**What is asked**
Turn the rows below into a numbered list with one line per item, skipping blank lines and leaving out the pictures.

**Material provided**
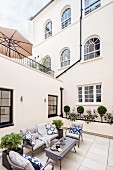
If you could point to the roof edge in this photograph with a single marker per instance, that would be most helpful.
(41, 10)
(68, 68)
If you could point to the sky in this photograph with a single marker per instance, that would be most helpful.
(15, 13)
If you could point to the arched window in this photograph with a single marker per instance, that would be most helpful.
(92, 49)
(47, 62)
(66, 18)
(91, 5)
(65, 58)
(48, 30)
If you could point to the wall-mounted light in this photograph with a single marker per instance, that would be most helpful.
(21, 98)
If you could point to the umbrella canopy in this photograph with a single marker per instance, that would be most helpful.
(13, 44)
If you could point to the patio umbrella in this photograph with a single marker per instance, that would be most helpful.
(13, 44)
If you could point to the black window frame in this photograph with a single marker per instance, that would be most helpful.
(54, 106)
(10, 122)
(92, 6)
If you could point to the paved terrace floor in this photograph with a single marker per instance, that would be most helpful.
(95, 153)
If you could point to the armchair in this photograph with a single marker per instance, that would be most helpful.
(21, 163)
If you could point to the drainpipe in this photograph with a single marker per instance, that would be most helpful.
(81, 29)
(61, 101)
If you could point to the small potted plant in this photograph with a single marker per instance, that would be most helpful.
(80, 110)
(101, 110)
(10, 142)
(66, 110)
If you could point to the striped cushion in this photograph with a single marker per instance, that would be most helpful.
(35, 163)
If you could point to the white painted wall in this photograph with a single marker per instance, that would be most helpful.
(68, 37)
(34, 86)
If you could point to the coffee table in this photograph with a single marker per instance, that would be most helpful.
(57, 156)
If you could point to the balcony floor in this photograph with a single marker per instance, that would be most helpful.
(95, 153)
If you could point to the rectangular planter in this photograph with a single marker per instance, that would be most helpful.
(5, 162)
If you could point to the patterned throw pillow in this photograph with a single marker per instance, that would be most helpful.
(75, 130)
(51, 129)
(28, 136)
(35, 162)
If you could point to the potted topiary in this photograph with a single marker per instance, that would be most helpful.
(58, 124)
(80, 110)
(10, 142)
(101, 110)
(66, 110)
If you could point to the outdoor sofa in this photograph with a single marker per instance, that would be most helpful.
(43, 134)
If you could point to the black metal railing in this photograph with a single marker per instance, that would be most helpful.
(20, 58)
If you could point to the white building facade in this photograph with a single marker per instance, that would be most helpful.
(55, 33)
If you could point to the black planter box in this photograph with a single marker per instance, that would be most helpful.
(5, 162)
(60, 133)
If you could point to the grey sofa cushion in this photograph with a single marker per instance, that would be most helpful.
(33, 129)
(18, 160)
(76, 136)
(38, 144)
(53, 136)
(77, 124)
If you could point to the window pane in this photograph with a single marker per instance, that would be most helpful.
(65, 58)
(5, 94)
(91, 5)
(5, 114)
(98, 98)
(92, 48)
(48, 30)
(66, 18)
(5, 102)
(52, 105)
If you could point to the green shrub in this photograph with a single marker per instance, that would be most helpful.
(66, 109)
(11, 141)
(58, 123)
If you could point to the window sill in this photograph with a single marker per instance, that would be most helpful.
(63, 68)
(6, 125)
(90, 60)
(89, 104)
(53, 115)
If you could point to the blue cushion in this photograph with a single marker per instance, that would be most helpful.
(75, 130)
(35, 163)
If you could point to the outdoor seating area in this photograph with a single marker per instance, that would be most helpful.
(94, 153)
(38, 136)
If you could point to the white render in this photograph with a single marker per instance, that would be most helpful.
(34, 86)
(93, 24)
(98, 23)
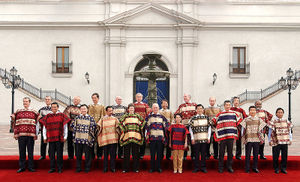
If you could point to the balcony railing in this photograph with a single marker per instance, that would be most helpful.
(38, 92)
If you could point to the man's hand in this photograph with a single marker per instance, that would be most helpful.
(185, 145)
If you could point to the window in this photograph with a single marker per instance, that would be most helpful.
(239, 60)
(62, 63)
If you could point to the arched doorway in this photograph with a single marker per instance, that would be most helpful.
(141, 81)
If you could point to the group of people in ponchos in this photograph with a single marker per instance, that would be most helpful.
(124, 131)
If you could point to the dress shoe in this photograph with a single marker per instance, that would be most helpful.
(255, 170)
(204, 170)
(31, 170)
(230, 170)
(78, 170)
(284, 171)
(20, 170)
(195, 170)
(263, 157)
(51, 171)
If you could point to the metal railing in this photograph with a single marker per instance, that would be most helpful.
(38, 92)
(262, 94)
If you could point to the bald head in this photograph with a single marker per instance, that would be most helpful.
(155, 108)
(212, 101)
(76, 100)
(187, 98)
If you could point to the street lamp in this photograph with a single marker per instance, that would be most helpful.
(87, 77)
(291, 82)
(13, 81)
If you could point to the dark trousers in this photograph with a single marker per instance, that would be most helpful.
(70, 144)
(156, 148)
(200, 148)
(143, 149)
(134, 148)
(80, 148)
(283, 148)
(215, 147)
(43, 147)
(238, 145)
(56, 147)
(249, 147)
(120, 151)
(110, 150)
(99, 151)
(26, 142)
(227, 143)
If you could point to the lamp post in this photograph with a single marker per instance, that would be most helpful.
(291, 82)
(12, 81)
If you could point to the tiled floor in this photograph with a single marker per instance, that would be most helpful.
(9, 146)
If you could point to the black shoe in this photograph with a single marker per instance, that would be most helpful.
(20, 170)
(31, 170)
(231, 170)
(255, 170)
(195, 170)
(78, 170)
(51, 171)
(284, 171)
(204, 170)
(263, 157)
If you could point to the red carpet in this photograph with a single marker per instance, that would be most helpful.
(9, 165)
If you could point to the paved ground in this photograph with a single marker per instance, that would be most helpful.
(9, 146)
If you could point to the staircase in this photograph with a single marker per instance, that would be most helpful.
(263, 94)
(38, 93)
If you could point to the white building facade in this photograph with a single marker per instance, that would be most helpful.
(249, 44)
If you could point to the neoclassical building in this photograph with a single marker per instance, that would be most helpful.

**Worked solution**
1. If you could point to the roof edge in this photograph with a single marker per instance, that would be most helpful.
2. (41, 10)
3. (68, 68)
4. If you could point to the sky in this photograph with a single marker per instance, that would be most helpful.
5. (15, 13)
6. If you could point to the arched window in this photograph with a single marker per instance, that would be most helpful.
7. (92, 49)
8. (47, 62)
9. (66, 18)
10. (91, 5)
11. (65, 58)
12. (48, 30)
13. If you could point to the wall-mounted light in this photograph with a single marker per instance, that would be most helpful.
14. (21, 98)
15. If you could point to the umbrella canopy in this photograph with a single marker per instance, that would be most helpful.
16. (13, 44)
17. If you could point to the patio umbrella in this photograph with a single marker per instance, that would be most helpful.
18. (13, 44)
19. If you could point to the black window frame in this photograph with a single marker per instance, that would be most helpful.
20. (54, 106)
21. (10, 122)
22. (92, 6)
23. If you could point to the paved terrace floor in this photograph with a single marker per instance, that would be most helpful.
24. (95, 153)
25. If you could point to the armchair in this photograph with a single marker per instance, that would be most helpful.
26. (21, 163)
27. If you could point to the drainpipe in this photograph with a single marker per instance, that would be most helpful.
28. (81, 29)
29. (61, 101)
30. If you could point to the small potted plant in this photograph with a single marker per instance, that would be most helpful.
31. (80, 110)
32. (101, 110)
33. (10, 142)
34. (66, 110)
35. If you could point to the striped cushion in this photograph with a single marker per instance, that would be most helpful.
36. (35, 163)
37. If you could point to the white painted wall in this photograph with a single marker per instance, that would be most helpful.
38. (68, 37)
39. (34, 86)
40. If you could point to the coffee table in this photograph with a single marker per instance, that would be most helpful.
41. (57, 156)
42. If you could point to the balcony floor in this photograph with a single marker per instance, that would be most helpful.
43. (95, 153)
44. If you could point to the rectangular planter in this photograph with a single marker per instance, that would be most helpful.
45. (5, 162)
46. If you could point to the patterned throw pillow in this photograph with a single marker per instance, that would be most helpful.
47. (75, 130)
48. (51, 129)
49. (28, 136)
50. (35, 162)
51. If you could point to the potted topiary in this photograph with a single marker per instance, that would be most helpful.
52. (58, 124)
53. (80, 110)
54. (10, 142)
55. (101, 110)
56. (66, 110)
57. If you could point to the outdoor sofa in this photograph with a single marker per instance, that would be most helpful.
58. (43, 134)
59. If you could point to the black metal railing in this photograph with a single marker per instance, that would be most helpful.
60. (20, 58)
61. If you could point to the white building facade in this photograph with a single marker per instance, that would be most helpful.
62. (55, 33)
63. If you could point to the black planter box in this photograph with a single marker per instance, that would be most helpful.
64. (5, 162)
65. (60, 133)
66. If you could point to the grey sofa cushion in this photograph with a single marker per instance, that would be most helpful.
67. (33, 129)
68. (18, 160)
69. (76, 136)
70. (38, 144)
71. (53, 136)
72. (77, 124)
73. If you could point to the window pane in this photograph with a single marker per instance, that would be most helpful.
74. (65, 58)
75. (5, 94)
76. (91, 5)
77. (5, 114)
78. (98, 98)
79. (92, 48)
80. (48, 30)
81. (66, 18)
82. (5, 102)
83. (52, 105)
84. If you could point to the green shrub in this photograph with a single marker per instance, that would be most helpful.
85. (66, 109)
86. (11, 141)
87. (58, 123)
88. If you could point to the window sill in this photograph with a single marker per instance, that would be most helpful.
89. (63, 68)
90. (6, 125)
91. (90, 60)
92. (89, 104)
93. (53, 115)
94. If you could point to the blue cushion in this photograph with a single marker per instance, that would be most helpful.
95. (75, 130)
96. (35, 163)
97. If you could point to the outdoor seating area in this photograph with a single marker per instance, that would be most helpful.
98. (94, 153)
99. (38, 136)
100. If you could point to the white render in this photograph with a single marker per instance, that would be most helpful.
101. (34, 86)
102. (93, 24)
103. (98, 23)
104. If you could point to the balcony railing in this photograph with a single marker per instance, that would be most helpful.
105. (38, 92)
106. If you could point to the man's hand in this photograph with a single marker per instance, that would be most helpful.
107. (185, 145)
108. If you could point to the window in this photograph with a single marker per instance, that would be most helpful.
109. (239, 60)
110. (62, 63)
111. If you could point to the arched doorway in this photograph with a single marker per instance, that would be most helpful.
112. (141, 81)
113. If you could point to the group of people in ponchos in this photograph with a single marker per instance, that would be most helpful.
114. (124, 131)
115. If you could point to the dress shoe in this photograph with a single marker per instance, that would be most helpful.
116. (255, 170)
117. (204, 170)
118. (31, 170)
119. (230, 170)
120. (78, 170)
121. (284, 171)
122. (20, 170)
123. (195, 170)
124. (263, 157)
125. (51, 171)
126. If you could point to the metal railing in this photograph with a single marker per instance, that would be most helpful.
127. (38, 92)
128. (262, 94)
129. If you could point to the bald head in this photograph with a single marker per instance, that would be most helpful.
130. (155, 108)
131. (212, 101)
132. (76, 100)
133. (187, 98)
134. If you could point to the street lamp in this photograph with a single marker per instance, that would be most helpful.
135. (87, 77)
136. (291, 82)
137. (13, 81)
138. If you could point to the dark trousers in this photograph with a single marker per instance, that would be most helpful.
139. (70, 144)
140. (156, 148)
141. (200, 148)
142. (143, 149)
143. (134, 148)
144. (80, 148)
145. (283, 148)
146. (215, 147)
147. (43, 147)
148. (238, 145)
149. (56, 147)
150. (249, 147)
151. (120, 151)
152. (110, 150)
153. (99, 151)
154. (26, 142)
155. (227, 143)
156. If you could point to the lamp post in this photograph with a single marker per instance, that would be most helpful.
157. (291, 82)
158. (12, 81)
159. If you could point to the tiled floor in this photograph with a single marker per instance, that would be most helpful.
160. (9, 146)
161. If you could point to the black shoe in this photograph with a single marker per instance, that would be most helpful.
162. (20, 170)
163. (31, 170)
164. (231, 170)
165. (255, 170)
166. (195, 170)
167. (78, 170)
168. (51, 171)
169. (284, 171)
170. (204, 170)
171. (263, 157)
172. If you could point to the red carpet in this photograph with a single marker per instance, that would be most helpful.
173. (9, 165)
174. If you could point to the paved ground in this photograph with a single marker per instance, that would be most helpful.
175. (9, 146)
176. If you could point to the staircase in this photograph with a single marker per instance, that would be most helpful.
177. (263, 94)
178. (38, 93)
179. If you could point to the white building facade in this photograph with a single marker per instance, that would be most helpful.
180. (249, 44)
181. If you could point to the neoclassical building in this photograph with a single marker per instance, that would be most helpful.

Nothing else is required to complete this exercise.